Brief
Where does the word "headlight" occur in the entries below? Copy every line that has it.

Records from a collection
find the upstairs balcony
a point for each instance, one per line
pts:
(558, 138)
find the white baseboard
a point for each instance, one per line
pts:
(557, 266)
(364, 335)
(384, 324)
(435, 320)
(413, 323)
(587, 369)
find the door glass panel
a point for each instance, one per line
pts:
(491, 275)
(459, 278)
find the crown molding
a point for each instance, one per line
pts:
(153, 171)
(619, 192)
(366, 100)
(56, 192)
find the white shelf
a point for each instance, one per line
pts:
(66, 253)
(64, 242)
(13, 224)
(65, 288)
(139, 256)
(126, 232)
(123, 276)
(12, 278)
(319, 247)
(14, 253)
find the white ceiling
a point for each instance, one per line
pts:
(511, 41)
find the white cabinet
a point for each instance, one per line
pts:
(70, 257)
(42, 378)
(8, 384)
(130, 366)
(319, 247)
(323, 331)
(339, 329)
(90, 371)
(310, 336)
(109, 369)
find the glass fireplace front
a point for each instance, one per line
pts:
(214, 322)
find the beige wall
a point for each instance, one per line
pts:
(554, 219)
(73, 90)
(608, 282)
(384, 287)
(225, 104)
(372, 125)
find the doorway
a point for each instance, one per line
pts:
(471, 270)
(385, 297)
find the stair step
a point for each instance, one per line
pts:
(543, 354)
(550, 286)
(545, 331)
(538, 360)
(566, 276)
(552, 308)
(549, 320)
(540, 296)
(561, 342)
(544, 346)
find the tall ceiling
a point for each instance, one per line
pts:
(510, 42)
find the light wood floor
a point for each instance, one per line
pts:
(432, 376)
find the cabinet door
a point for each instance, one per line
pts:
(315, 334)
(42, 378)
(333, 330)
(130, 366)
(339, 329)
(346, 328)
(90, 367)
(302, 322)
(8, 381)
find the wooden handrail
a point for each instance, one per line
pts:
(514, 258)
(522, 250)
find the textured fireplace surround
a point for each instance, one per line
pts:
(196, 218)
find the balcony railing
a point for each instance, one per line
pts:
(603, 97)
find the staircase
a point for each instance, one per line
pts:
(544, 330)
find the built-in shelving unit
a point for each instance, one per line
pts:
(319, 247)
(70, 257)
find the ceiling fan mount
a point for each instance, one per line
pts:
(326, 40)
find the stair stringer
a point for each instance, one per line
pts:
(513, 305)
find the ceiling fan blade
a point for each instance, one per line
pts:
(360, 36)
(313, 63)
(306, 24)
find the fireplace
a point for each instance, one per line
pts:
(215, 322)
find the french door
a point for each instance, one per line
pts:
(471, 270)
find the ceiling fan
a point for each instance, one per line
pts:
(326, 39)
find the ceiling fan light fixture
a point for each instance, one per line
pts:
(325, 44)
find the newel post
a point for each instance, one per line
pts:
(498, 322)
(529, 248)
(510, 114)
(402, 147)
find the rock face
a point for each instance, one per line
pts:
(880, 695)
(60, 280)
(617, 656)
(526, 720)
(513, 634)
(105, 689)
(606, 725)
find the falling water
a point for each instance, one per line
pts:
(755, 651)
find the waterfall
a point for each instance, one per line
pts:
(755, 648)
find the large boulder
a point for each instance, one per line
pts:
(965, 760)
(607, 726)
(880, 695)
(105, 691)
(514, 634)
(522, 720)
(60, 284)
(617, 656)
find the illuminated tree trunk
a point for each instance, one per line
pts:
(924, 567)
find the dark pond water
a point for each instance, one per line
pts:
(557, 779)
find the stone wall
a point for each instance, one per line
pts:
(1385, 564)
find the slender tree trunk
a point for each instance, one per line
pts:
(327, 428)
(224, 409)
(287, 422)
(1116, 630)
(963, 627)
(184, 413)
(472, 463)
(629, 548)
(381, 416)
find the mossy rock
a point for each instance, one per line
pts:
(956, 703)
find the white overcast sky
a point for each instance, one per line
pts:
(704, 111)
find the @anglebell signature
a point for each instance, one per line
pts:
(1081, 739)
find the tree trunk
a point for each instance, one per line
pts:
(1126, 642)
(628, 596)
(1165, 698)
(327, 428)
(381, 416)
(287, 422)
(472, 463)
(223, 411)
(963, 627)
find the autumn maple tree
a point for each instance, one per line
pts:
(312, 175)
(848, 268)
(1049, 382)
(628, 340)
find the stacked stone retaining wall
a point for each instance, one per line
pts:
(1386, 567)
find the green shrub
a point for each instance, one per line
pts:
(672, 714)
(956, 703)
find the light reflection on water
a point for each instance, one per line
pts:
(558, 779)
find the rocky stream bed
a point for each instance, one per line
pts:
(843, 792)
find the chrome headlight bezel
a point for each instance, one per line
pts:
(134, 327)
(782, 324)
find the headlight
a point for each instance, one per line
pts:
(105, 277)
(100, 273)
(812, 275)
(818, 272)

Answer area
find the chrome headlight bezel
find the headlight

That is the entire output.